Text block ->
--- START ---
It’s been an incredible journey and I’m sure God is not done with us yet. I feel so blessed for the gifts that He has bestowed on me…my beautiful children, my husband, my family and friends but most importantly for the graces that He has provided to help me live His life abundantly.
I’ve determined that I need to make some changes in my life in order to feel ‘nourished’ in mind, body and soul. In a previous post, I listed the areas that are important to me. I’ve decided to start working on it, one area at a time…just baby steps…and hopefully I can connect with someone else out there that may be reading this and we can inspire each other.
So from that list I’ve come up with these six target areas that I need to address, so that what I believe is more in line with what I do. I will be following up on each one in greater detail as I go along. For now I’m just setting up a ‘wish list’ if you will.
1)First target area is that entire realm of health, with diet and exercise being the most predominant factors. I’m what some would consider ‘crunchy’. I believe in the power of wholesome foods and herbs for keeping us strong and healthy. I believe in embracing a fairly clean diet and exercise program as a way of life, one that provides energy and does not make me or my family ill. I believe that pharmaceuticals have a purpose, but should be kept to a minimum.
As an Autism mom, the book that has made the most sense to me in explaining the why as well as offering a solution is The GAPS diet. So this is what I aim for in my family…or at least The Paleo diet which is very similar and more people are familiar with it.
2)Intimacy with my Creator. For me as a Catholic, at the top of that list is frequent Reception of the Sacraments in a place that feels authentic. I’ve found that as a ‘sensitive soul’ a more traditional setting serves me best. I like all the bells and whistles in my Liturgy.
--- END ---
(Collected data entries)
--- START ---
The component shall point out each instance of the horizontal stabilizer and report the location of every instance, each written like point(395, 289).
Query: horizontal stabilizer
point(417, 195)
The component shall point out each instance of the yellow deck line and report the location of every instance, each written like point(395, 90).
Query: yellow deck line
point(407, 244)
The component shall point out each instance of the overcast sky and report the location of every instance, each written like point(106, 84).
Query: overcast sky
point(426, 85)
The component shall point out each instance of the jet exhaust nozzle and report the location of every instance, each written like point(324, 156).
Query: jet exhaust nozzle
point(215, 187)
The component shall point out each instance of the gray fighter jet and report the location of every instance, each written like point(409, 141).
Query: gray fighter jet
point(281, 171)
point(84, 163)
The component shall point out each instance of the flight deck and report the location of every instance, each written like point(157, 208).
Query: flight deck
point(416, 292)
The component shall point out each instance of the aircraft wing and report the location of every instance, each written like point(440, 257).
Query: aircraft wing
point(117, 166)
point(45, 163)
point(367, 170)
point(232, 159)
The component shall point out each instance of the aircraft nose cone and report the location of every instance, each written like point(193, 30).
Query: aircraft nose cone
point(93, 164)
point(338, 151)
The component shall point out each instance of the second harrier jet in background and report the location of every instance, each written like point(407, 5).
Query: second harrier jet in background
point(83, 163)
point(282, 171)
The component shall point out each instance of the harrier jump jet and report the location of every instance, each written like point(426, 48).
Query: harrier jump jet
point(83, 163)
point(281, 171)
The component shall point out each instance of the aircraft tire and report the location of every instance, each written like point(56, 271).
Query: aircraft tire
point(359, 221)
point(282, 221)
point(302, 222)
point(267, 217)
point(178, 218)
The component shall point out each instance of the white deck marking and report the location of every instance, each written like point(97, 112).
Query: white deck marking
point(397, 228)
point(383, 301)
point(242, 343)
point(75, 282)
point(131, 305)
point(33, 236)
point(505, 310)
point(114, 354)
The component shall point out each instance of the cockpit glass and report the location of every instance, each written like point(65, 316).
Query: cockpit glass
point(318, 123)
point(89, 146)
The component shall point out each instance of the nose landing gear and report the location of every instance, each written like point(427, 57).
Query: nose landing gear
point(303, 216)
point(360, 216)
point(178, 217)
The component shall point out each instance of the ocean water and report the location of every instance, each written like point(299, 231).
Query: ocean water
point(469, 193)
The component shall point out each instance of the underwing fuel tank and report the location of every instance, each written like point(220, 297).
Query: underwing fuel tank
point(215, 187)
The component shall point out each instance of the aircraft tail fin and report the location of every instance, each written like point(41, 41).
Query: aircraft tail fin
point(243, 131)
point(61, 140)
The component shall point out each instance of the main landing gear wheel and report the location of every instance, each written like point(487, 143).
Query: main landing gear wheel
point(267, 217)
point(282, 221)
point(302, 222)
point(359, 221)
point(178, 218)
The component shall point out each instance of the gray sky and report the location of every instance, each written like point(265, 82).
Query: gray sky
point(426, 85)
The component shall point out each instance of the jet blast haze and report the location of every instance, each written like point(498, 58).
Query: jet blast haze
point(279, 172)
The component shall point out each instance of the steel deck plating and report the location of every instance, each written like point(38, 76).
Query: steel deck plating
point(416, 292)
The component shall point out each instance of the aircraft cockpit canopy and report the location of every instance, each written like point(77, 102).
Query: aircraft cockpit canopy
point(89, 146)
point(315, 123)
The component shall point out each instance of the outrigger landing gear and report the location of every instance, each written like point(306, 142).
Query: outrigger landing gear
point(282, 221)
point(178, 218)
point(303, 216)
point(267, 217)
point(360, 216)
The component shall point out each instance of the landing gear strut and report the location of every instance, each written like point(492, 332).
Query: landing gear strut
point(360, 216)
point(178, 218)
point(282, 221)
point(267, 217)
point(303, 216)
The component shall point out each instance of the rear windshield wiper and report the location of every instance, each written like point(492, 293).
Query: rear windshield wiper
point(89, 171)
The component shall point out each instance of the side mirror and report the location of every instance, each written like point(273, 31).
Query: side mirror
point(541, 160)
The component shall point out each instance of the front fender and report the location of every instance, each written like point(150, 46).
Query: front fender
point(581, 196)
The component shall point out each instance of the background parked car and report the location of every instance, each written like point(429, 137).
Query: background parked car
--- END ---
Questions on the material ->
1 > Name the three things in which the writer of the blog post wants to feel "nourished."
2 > According to the blog post, which book has made the most sense to the writer as an Autism mom?
3 > Carry on the blog post from its last sentence, keeping the writer's voice.

Numbered responses ->
1 > Mind, body and soul

2 > The GAPS diet

3 >
3)Intimacy with others. To be in relationships where I can lay it all out and feel accepted for who I am but yet challenged to be better. To be surrounded and reaffirmed by people who are similarly called. Where I can both feed and be fed and nurtured and can have a safe exchange of ideas.
4)To guide and nurture my children in the most authentic way possible. Being attentive to their special needs and distinct calling. For me, this involves choosing a homeschooling curriculum that fits our needs. And developing a method of discipline that reaches their heart.
5)To live in an organized and fairly clean setting. Surrounded by nature and beauty. Beautiful music, art and good books surround me.It means de cluttering my living spaces and putting together a cleaning schedule that works for us. A la Flylady.
6)To express my creativity and make a living at it. Productivity is of huge importance to me, as is providing financially for my family and for the things that The Lord puts in my heart of course. Right now, my photography is my passion. I believe that this is my current calling, and the tool that I’m to use to connect to others.
The above link takes you to an article on homeschooling which is perfect for the ‘sensitive’ mom. It really captures my heart, this is what I aim for as well. I fall short of it of course…I mean very short of it…lol…but it inspires me to try harder.
I also love all the coping strategies for the sensitive mom, over at www.sortacrunchy.net, it’s basically feeding all of your senses in ways that will nourish and refresh your spirit and keeping away from that which depletes you. For me, being a very visual person…I need to keep clutter at bay and have pretty things that I enjoy looking at close by me. I love taking a walk in my garden when it is in bloom. I am very sensitive to smells as well, and do enjoy lighting up a favorite scented candle. I have to be aware of sounds too…can’t take yelling at all…loud tv noises irk me. I like the sounds of nature…birds, water…etc.